— 节选内容 —
▬▬▬▬▬▬

【题解】-HackerRank-2's complement

题目

https://www.hackerrank.com/challenges/2s-complement/problem

题意

求 a 到 b 之间的所有数的二进制补码表示的 1 的个数之和。

题解

• 首先将问题转化为求 0~x 之间二进制表示的 1 的个数之和。
• 然后按位考虑，第 i 位的周期为 2^i + 1，然后就随便累加一下。

代码

#include <bits/stdc++.h>
using namespace std;
using LL = long long;
#define FOR(i, x, y) for (decay<decltype(y)>::type i = (x), _##i = (y); i < _##i; ++i)
#define FORD(i, x, y) for (decay<decltype(x)>::type i = (x), _##i = (y); i > _##i; --i)
#ifdef zerol
#define dbg(args...) do { cout << "\033[32;1m" << #args << " -> "; err(args); } while (0)
#else
#define dbg(...)
#endif
void err() { cout << "\033[39;0m" << endl; }
template<template<typename...> class T, typename t, typename... Args>
void err(T<t> a, Args... args) { for (auto x: a) cout << x << ' '; err(args...); }
template<typename T, typename... Args>
void err(T a, Args... args) { cout << a << ' '; err(args...); }
// -----------------------------------------------------------------------------
const int M = 31;
LL go(LL x, bool neg = false) {
    LL s = neg ? x : 0;
    FOR (i, 0, M + 5) {
        LL xx = x >> (i + 1);
        s += xx * (1LL << i);
        s += max(0LL, x - (xx << (i + 1)) - (1LL << i));
    }
    return s;
}

LL solve(LL x) {
    if (x < 0) return go(1 + x + (1LL << M), 1);
    else return go((1LL << M), 1) + go(x + 1);
}

int main() {
    int T; cin >> T;
    while (T--) {
        LL l, r; cin >> l >> r;
        cout << solve(r) - solve(l - 1) << endl;
    }
}

▬▬▬▬▬▬

— 小题 A —
从下面的条目中找出所有含有“arena”这个词的行，逐行摘出来。

— 提供的条目 —
▬▬▬▬▬▬

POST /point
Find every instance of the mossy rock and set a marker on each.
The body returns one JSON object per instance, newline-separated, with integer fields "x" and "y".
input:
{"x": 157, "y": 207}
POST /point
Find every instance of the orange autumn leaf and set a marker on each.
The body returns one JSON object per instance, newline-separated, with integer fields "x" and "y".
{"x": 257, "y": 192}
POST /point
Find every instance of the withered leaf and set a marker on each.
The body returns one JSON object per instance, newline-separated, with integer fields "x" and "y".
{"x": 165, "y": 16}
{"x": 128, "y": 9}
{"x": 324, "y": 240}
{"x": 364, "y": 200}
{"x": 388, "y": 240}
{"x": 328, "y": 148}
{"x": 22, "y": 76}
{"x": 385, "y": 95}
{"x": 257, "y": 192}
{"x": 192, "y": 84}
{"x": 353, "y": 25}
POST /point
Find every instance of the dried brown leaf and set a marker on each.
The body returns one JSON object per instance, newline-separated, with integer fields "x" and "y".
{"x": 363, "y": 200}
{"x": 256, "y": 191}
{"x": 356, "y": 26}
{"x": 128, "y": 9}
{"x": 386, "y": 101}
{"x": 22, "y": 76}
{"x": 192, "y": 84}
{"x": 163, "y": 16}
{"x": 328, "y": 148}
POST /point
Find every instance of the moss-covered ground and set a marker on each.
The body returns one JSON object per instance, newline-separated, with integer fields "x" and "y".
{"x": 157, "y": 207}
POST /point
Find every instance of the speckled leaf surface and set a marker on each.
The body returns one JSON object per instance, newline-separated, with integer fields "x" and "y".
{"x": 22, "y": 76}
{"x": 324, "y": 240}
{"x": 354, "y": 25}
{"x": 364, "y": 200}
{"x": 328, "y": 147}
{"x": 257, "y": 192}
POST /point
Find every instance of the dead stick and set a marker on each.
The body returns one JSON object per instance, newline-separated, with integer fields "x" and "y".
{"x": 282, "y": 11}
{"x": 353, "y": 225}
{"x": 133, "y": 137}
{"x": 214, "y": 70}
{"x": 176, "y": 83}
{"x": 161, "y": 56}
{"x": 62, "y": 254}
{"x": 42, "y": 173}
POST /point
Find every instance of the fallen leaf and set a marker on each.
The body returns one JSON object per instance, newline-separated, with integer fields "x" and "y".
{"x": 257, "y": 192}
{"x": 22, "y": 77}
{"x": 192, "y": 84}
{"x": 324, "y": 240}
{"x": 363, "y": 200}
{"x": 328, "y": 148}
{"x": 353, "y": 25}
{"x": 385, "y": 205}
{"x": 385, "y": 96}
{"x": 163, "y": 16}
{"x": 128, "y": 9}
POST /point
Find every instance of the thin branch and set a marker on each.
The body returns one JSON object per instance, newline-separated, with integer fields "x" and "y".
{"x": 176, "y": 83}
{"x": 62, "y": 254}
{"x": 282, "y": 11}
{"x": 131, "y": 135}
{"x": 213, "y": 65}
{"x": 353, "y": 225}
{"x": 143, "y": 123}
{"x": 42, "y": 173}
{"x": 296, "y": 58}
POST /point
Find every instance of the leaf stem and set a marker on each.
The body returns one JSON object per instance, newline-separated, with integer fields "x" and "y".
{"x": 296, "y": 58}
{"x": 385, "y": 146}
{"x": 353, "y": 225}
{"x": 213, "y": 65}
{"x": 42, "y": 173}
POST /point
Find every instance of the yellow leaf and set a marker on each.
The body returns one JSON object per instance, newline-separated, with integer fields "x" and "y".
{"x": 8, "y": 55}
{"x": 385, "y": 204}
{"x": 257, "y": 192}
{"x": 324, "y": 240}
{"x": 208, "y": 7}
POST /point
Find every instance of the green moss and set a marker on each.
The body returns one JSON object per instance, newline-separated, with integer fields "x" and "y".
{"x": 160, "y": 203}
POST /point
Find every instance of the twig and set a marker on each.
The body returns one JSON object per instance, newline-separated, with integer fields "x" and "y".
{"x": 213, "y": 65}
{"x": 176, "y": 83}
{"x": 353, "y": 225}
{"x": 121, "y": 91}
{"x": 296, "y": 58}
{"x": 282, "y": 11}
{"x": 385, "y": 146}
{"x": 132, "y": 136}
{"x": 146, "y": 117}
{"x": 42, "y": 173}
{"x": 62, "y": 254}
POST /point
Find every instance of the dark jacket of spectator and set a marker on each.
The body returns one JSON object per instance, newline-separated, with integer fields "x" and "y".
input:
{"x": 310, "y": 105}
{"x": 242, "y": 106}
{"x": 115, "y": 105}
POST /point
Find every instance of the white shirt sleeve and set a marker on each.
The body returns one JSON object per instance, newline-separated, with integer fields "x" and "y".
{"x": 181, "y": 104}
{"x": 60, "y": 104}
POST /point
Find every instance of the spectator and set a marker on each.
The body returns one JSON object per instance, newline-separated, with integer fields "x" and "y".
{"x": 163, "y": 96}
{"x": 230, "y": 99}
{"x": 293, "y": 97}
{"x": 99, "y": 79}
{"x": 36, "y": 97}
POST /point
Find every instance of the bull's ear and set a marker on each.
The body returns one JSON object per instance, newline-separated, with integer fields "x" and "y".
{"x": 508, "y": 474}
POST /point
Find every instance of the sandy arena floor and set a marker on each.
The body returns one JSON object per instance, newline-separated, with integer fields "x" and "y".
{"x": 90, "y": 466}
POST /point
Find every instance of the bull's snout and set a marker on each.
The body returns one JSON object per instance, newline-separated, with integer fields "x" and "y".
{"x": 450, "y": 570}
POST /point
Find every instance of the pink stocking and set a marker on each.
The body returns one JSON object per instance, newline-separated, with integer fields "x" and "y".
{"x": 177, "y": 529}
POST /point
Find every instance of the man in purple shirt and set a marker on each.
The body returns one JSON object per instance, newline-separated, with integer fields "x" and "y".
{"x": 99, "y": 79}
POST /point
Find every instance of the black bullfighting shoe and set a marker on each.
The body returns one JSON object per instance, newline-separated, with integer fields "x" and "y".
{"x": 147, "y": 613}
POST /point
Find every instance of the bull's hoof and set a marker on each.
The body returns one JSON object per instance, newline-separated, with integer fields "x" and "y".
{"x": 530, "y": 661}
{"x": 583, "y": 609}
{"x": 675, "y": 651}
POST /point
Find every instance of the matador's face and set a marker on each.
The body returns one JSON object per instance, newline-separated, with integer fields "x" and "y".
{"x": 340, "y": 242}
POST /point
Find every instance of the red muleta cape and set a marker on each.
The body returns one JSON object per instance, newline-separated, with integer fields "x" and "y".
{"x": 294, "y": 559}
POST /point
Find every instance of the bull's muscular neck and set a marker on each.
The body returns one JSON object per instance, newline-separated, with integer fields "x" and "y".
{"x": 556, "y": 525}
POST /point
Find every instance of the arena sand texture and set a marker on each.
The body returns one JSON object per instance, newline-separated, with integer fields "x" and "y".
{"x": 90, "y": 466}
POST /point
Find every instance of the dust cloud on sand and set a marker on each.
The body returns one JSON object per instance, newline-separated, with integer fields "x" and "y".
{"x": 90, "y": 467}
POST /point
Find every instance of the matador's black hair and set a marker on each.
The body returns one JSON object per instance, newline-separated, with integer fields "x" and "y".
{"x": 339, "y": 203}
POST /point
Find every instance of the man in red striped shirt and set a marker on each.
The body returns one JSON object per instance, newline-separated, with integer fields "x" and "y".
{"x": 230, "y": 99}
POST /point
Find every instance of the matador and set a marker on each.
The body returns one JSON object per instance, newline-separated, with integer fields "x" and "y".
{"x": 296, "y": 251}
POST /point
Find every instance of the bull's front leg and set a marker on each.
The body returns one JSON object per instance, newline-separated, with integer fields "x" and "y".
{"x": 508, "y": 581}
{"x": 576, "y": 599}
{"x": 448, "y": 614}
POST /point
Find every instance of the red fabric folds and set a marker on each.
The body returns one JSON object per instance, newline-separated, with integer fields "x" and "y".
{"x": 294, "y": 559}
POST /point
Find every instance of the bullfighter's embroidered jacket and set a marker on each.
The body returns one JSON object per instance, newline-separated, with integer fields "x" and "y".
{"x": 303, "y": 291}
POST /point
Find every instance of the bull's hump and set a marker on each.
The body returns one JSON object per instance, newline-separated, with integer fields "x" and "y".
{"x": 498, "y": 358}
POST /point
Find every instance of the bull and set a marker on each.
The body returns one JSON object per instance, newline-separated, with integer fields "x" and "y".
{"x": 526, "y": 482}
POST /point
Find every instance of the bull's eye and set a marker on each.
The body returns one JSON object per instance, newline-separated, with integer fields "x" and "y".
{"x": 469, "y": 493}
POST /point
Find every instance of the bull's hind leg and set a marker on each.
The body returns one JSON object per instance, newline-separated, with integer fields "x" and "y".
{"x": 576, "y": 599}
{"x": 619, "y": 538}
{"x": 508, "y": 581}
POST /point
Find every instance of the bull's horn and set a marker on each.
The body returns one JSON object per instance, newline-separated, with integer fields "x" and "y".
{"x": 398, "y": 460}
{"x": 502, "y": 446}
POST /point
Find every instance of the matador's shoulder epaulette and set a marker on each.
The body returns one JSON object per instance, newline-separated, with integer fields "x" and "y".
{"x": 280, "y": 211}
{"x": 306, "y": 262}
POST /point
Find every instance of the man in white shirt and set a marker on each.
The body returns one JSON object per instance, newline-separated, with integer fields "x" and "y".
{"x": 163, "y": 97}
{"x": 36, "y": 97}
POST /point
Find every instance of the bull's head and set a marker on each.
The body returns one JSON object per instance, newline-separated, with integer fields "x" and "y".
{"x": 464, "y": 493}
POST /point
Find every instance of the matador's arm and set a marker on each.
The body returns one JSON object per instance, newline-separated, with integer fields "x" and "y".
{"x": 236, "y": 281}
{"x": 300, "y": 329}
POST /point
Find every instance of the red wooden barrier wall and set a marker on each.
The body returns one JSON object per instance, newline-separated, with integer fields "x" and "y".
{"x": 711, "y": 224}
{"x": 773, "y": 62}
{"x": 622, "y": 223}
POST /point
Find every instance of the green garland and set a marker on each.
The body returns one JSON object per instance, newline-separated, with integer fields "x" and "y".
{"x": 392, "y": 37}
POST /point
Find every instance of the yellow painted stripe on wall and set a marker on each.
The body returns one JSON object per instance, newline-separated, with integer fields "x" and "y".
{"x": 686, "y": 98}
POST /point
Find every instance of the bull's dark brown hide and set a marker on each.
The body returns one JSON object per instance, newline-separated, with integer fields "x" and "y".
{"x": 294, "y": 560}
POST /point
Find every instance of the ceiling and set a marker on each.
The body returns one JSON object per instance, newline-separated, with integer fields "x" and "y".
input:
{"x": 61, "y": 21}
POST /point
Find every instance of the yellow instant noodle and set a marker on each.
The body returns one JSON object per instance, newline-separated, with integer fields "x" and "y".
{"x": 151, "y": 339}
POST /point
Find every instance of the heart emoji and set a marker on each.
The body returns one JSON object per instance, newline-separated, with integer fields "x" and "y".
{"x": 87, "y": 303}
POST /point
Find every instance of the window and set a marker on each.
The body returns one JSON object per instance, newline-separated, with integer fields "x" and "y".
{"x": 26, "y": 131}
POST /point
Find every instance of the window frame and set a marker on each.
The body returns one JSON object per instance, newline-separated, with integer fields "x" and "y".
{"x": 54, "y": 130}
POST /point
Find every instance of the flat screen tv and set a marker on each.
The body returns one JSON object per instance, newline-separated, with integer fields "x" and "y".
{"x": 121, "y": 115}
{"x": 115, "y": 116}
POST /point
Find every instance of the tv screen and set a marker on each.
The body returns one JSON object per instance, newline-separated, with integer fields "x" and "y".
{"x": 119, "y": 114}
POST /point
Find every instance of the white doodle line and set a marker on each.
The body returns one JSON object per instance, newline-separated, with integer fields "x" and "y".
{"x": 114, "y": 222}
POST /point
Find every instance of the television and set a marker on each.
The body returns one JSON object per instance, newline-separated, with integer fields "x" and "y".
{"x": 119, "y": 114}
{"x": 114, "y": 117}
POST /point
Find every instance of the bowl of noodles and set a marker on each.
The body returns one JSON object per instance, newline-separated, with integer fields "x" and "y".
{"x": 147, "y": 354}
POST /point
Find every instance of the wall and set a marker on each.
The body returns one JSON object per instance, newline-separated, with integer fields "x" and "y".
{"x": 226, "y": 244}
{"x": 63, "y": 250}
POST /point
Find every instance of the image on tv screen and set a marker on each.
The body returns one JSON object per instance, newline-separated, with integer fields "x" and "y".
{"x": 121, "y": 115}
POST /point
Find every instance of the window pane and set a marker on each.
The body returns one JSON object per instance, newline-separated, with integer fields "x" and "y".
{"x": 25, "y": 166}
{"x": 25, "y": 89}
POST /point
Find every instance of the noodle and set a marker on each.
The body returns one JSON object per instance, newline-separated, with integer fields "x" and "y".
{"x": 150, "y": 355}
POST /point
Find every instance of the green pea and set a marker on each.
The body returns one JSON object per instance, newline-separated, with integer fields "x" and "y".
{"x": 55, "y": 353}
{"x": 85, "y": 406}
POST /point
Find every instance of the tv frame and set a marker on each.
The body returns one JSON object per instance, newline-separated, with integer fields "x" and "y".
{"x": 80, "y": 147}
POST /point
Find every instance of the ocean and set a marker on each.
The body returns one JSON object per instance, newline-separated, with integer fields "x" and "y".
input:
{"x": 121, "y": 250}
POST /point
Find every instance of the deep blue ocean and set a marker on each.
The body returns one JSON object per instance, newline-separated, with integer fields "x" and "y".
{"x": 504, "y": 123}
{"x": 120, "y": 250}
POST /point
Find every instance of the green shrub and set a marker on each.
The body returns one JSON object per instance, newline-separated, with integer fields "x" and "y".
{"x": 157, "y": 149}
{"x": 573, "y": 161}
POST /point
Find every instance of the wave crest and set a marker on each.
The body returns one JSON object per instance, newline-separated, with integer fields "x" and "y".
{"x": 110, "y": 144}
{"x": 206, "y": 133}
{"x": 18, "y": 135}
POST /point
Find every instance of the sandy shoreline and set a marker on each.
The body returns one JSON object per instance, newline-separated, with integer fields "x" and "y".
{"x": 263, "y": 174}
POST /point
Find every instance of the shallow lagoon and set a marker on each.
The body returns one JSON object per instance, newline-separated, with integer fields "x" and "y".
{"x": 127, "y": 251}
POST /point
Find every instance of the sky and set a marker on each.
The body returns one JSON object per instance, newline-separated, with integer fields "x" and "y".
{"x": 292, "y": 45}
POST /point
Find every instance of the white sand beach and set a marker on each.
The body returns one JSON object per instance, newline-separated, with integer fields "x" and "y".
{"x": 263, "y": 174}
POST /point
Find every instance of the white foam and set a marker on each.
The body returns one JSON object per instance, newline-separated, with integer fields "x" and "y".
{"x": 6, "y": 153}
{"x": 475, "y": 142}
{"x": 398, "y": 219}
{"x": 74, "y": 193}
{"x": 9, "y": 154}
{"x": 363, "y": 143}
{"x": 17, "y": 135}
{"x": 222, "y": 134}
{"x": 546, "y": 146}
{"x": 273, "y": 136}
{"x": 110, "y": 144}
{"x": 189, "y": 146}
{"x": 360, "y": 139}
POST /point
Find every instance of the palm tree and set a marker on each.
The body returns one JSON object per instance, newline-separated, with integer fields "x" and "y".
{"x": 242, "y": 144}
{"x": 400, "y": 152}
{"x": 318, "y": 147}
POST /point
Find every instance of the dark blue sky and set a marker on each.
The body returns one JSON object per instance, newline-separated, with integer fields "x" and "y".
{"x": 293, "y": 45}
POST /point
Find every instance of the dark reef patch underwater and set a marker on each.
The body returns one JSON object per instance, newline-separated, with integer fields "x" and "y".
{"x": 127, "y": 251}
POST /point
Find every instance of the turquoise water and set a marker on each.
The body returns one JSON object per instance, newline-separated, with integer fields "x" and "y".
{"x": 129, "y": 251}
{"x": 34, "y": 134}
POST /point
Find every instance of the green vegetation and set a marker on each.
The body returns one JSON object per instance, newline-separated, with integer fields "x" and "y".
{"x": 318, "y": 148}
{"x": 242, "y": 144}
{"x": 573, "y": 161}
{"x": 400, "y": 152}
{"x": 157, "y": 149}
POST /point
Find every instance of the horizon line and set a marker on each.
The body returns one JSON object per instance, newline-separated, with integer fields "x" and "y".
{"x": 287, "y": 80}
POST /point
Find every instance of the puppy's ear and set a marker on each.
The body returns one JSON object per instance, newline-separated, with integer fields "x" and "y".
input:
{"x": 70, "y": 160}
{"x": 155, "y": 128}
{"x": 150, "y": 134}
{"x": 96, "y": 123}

▬▬▬▬▬▬

— 小题 B —
把这篇题解从“求 a 到 b 之间的所有数的二进制补码表示的”开始、到“(x), _##i = (y); i > _##i; --i)”为止（两头都算上）的这段文字重新写一遍，并把其中的“周期”换成“循环长度”。

— 正确答案 A —
Find every instance of the sandy arena floor and set a marker on each.
Find every instance of the arena sand texture and set a marker on each.

— 正确答案 B —
求 a 到 b 之间的所有数的二进制补码表示的 1 的个数之和。

题解

• 首先将问题转化为求 0~x 之间二进制表示的 1 的个数之和。
• 然后按位考虑，第 i 位的循环长度为 2^i + 1，然后就随便累加一下。

代码

#include <bits/stdc++.h>
using namespace std;
using LL = long long;
#define FOR(i, x, y) for (decay<decltype(y)>::type i = (x), _##i = (y); i < _##i; ++i)
#define FORD(i, x, y) for (decay<decltype(x)>::type i = (x), _##i = (y); i > _##i; --i)